### Exercise
Scan the records below for the line with "out the man" and the line with "[(232, 38), (129, 157), (198, 17), (130, 47)]". Repeat those two lines and every line between them exactly, and nothing else.

### Data records
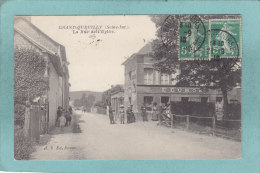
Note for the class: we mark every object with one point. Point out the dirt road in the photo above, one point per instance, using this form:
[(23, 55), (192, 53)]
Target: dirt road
[(100, 140)]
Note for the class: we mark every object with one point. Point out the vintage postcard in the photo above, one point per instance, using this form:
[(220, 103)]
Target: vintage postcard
[(127, 87)]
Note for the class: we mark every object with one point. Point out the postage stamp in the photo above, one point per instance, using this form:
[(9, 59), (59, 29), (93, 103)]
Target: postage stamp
[(207, 39)]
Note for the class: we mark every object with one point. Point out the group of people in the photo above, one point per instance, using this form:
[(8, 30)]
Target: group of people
[(160, 113), (63, 117), (129, 112)]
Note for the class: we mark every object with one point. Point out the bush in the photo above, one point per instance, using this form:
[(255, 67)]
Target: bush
[(19, 111), (22, 145)]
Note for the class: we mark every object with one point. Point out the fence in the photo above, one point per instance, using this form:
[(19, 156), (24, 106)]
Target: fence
[(35, 122), (230, 129)]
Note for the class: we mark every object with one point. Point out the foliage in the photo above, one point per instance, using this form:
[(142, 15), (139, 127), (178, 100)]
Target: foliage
[(19, 111), (29, 80), (86, 101), (224, 74), (100, 104), (22, 145)]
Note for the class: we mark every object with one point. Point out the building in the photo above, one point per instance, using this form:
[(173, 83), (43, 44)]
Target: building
[(117, 99), (143, 84), (28, 36)]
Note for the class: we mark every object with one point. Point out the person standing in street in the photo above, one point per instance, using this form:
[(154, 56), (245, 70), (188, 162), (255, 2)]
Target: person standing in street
[(128, 114), (111, 116), (144, 113), (62, 121), (132, 116), (121, 114), (154, 112), (59, 113)]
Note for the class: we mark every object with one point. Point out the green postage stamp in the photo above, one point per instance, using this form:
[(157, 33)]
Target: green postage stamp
[(206, 39)]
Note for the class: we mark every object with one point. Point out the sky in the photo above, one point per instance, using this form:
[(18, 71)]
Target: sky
[(96, 58)]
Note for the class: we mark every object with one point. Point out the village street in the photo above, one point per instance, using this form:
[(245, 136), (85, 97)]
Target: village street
[(99, 140)]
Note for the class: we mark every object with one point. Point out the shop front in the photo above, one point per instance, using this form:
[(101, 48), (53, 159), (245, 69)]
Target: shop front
[(162, 95)]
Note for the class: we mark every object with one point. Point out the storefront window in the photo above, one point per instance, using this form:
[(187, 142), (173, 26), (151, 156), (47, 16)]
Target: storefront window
[(148, 76), (165, 79), (185, 99), (165, 100), (148, 100), (157, 77), (218, 99), (204, 99)]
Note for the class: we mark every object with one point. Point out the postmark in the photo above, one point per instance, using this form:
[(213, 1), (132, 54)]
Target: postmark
[(215, 38), (225, 38)]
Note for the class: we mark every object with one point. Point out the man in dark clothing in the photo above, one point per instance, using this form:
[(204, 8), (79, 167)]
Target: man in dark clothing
[(128, 113), (59, 113), (111, 116), (144, 113)]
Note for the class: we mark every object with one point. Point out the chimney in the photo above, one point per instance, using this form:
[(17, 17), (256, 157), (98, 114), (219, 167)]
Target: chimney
[(28, 18)]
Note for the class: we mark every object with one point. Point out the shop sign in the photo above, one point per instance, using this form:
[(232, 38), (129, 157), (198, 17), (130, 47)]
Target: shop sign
[(183, 90)]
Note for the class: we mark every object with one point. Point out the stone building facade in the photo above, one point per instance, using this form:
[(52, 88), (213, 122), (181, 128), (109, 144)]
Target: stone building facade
[(28, 36), (144, 84)]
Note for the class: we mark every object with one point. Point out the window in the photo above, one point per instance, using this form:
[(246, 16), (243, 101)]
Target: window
[(165, 99), (148, 76), (130, 75), (204, 99), (157, 77), (165, 79), (148, 100), (218, 99), (185, 99)]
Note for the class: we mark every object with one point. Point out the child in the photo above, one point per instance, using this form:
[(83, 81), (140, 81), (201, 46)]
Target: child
[(62, 122), (121, 114)]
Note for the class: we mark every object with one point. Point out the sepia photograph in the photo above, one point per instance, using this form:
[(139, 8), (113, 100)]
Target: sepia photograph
[(127, 87)]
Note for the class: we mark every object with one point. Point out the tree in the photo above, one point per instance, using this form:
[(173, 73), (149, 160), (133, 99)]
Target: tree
[(223, 74), (29, 80)]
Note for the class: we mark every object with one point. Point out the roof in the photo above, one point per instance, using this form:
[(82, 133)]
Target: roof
[(145, 50), (38, 38)]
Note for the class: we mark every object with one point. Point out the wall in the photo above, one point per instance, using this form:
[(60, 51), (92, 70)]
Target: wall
[(53, 95), (130, 85)]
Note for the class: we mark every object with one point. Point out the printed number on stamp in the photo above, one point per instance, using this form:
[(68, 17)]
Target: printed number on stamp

### Exercise answer
Note for the class: we mark every object with one point. Point out the man in dark clothing in the photo above, one point per instance, using this form:
[(204, 8), (79, 167)]
Target: man in dark clothing
[(128, 113), (59, 113), (111, 116), (144, 113)]
Note for the class: we mark every object with one point. Point out the chimney in the photo above, one point per instance, using this form:
[(17, 17), (256, 157), (98, 114), (219, 167)]
Target: chimney
[(28, 18)]
Note for the class: we mark every object with one point. Point out the shop sign in the photo above, one point per instance, using this form:
[(232, 38), (129, 157), (198, 17), (130, 47)]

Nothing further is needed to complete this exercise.